O que um deputado comunista dissera sobre o orçamento de Bayrou, de ser uma “declaração de guerra social” – congelamento de salários e pensões, enésima reforma do seguro desemprego, eliminação de milhares de cargos públicos e cortes na saúde -, pode ser dito sobre o orçamento que Lecornu sequer chegou a enunciar.
Enquanto isso, Macron é um dos maiores entusiastas de atiçar a guerra na Europa, contra a Rússia, se oferecendo para enviar tropas de socorro aos neonazis de Kiev.
“HEMORRAGIA SILENCIOSA”
Um serviço, pelo menos, Bayrou prestou, o de revelar que a dívida pública francesa se tornou uma “hemorragia silenciosa”. Já ultrapassou os 3,35 trilhões de euros, o que corresponde a cerca de 114% do PIB e poderá chegar, segundo especialistas, até 2030 a mais de 125%. Atualmente, apenas Grécia e Itália têm dívidas públicas maiores.

▶ **Instrução**
Reproduza o texto extraído a partir das palavras "O que um deputado" e pare depois de "dívidas públicas maiores.", trocando "orçamento" por "plano orçamentário". As entradas vêm de uma fonte diferente da do texto extraído.

Dados de localização de pontos:
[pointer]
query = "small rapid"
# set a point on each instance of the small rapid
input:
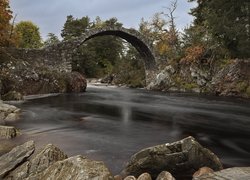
(110, 124)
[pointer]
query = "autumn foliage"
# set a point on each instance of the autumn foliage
(5, 17)
(193, 54)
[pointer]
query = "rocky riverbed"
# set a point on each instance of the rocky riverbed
(184, 159)
(178, 160)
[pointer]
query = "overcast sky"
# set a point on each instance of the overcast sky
(50, 15)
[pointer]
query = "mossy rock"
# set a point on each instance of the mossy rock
(12, 96)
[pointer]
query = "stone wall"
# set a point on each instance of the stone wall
(52, 58)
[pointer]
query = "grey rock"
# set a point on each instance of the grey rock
(12, 117)
(75, 168)
(181, 157)
(45, 158)
(8, 132)
(118, 177)
(8, 113)
(165, 175)
(144, 176)
(12, 96)
(236, 173)
(15, 157)
(202, 171)
(130, 178)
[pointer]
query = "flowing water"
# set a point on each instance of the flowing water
(110, 124)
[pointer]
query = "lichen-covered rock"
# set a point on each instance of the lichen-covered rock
(202, 171)
(233, 79)
(76, 82)
(165, 175)
(77, 168)
(15, 157)
(130, 178)
(37, 164)
(8, 113)
(144, 176)
(8, 132)
(236, 173)
(182, 157)
(12, 96)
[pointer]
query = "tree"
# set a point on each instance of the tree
(52, 39)
(97, 56)
(29, 35)
(75, 27)
(163, 32)
(5, 17)
(228, 23)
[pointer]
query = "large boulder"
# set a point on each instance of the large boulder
(8, 132)
(236, 173)
(179, 158)
(233, 79)
(12, 96)
(77, 168)
(8, 113)
(38, 163)
(76, 82)
(15, 157)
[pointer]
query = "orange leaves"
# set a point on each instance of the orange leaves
(5, 17)
(193, 54)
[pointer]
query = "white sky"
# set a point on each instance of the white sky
(50, 15)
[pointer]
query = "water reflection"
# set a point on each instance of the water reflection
(110, 124)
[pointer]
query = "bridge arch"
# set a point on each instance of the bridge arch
(136, 39)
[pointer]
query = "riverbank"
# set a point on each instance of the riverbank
(91, 133)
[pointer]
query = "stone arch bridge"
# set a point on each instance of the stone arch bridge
(59, 56)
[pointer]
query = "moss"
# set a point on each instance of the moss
(190, 86)
(248, 91)
(242, 86)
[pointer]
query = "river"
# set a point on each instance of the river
(110, 124)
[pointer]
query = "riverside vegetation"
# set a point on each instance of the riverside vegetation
(210, 56)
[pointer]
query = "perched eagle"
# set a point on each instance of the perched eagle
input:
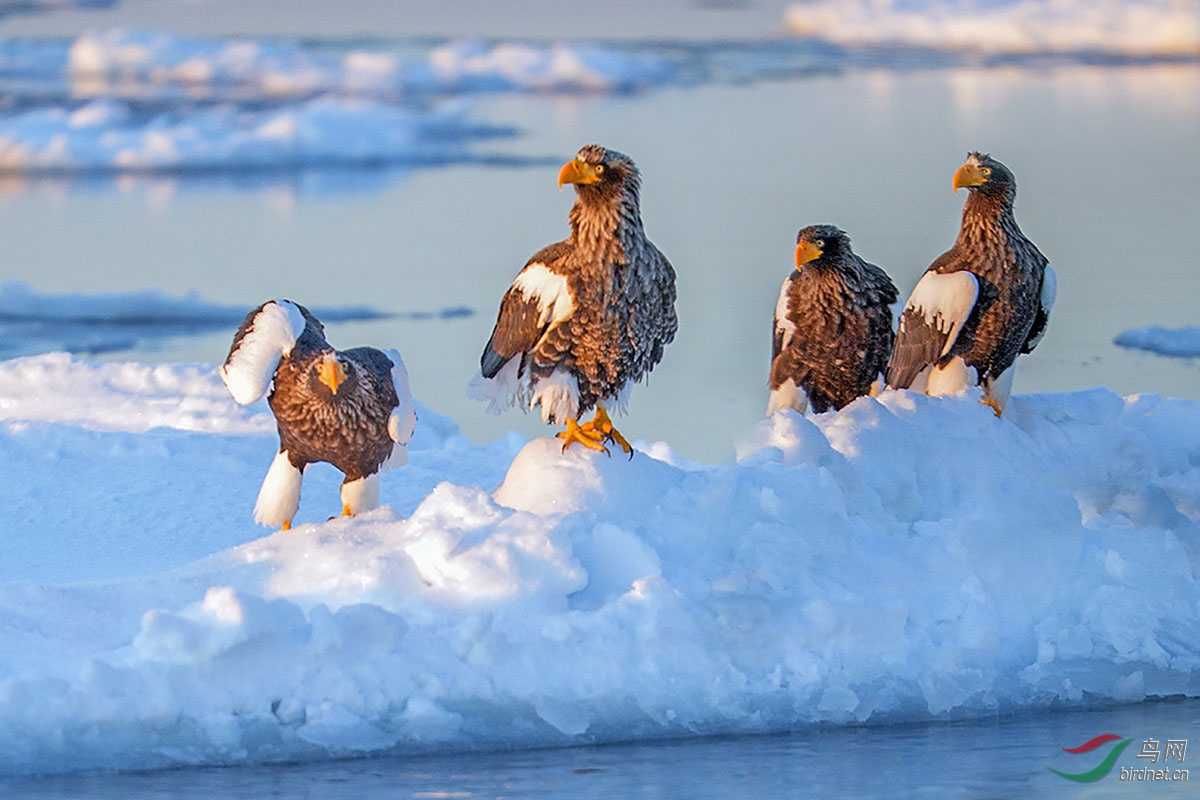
(981, 304)
(587, 317)
(352, 409)
(833, 325)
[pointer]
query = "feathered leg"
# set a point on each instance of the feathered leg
(280, 497)
(359, 495)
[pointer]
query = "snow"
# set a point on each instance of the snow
(1135, 28)
(129, 100)
(1179, 342)
(91, 323)
(906, 558)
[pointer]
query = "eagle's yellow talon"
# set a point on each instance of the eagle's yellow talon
(585, 437)
(603, 425)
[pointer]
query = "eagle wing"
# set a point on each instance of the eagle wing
(538, 300)
(264, 338)
(786, 371)
(1045, 302)
(939, 307)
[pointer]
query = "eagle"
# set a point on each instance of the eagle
(982, 302)
(833, 325)
(352, 409)
(586, 317)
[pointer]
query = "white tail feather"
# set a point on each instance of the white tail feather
(361, 494)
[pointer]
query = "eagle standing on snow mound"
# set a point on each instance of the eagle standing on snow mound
(351, 409)
(981, 304)
(587, 317)
(833, 325)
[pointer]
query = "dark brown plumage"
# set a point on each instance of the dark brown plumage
(981, 304)
(832, 328)
(352, 409)
(587, 317)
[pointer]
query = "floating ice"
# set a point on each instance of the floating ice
(906, 558)
(1179, 342)
(33, 322)
(1119, 26)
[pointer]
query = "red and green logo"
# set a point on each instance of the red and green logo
(1101, 769)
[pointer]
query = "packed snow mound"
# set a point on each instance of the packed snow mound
(1137, 28)
(1179, 342)
(906, 558)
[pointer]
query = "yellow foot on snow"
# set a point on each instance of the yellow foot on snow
(594, 434)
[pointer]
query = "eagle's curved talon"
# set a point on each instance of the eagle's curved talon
(603, 426)
(581, 434)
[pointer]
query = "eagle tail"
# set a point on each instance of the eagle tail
(265, 337)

▶ **Resultado da tarefa**
O que um deputado comunista dissera sobre o plano orçamentário de Bayrou, de ser uma “declaração de guerra social” – congelamento de salários e pensões, enésima reforma do seguro desemprego, eliminação de milhares de cargos públicos e cortes na saúde -, pode ser dito sobre o plano orçamentário que Lecornu sequer chegou a enunciar.
Enquanto isso, Macron é um dos maiores entusiastas de atiçar a guerra na Europa, contra a Rússia, se oferecendo para enviar tropas de socorro aos neonazis de Kiev.
“HEMORRAGIA SILENCIOSA”
Um serviço, pelo menos, Bayrou prestou, o de revelar que a dívida pública francesa se tornou uma “hemorragia silenciosa”. Já ultrapassou os 3,35 trilhões de euros, o que corresponde a cerca de 114% do PIB e poderá chegar, segundo especialistas, até 2030 a mais de 125%. Atualmente, apenas Grécia e Itália têm dívidas públicas maiores.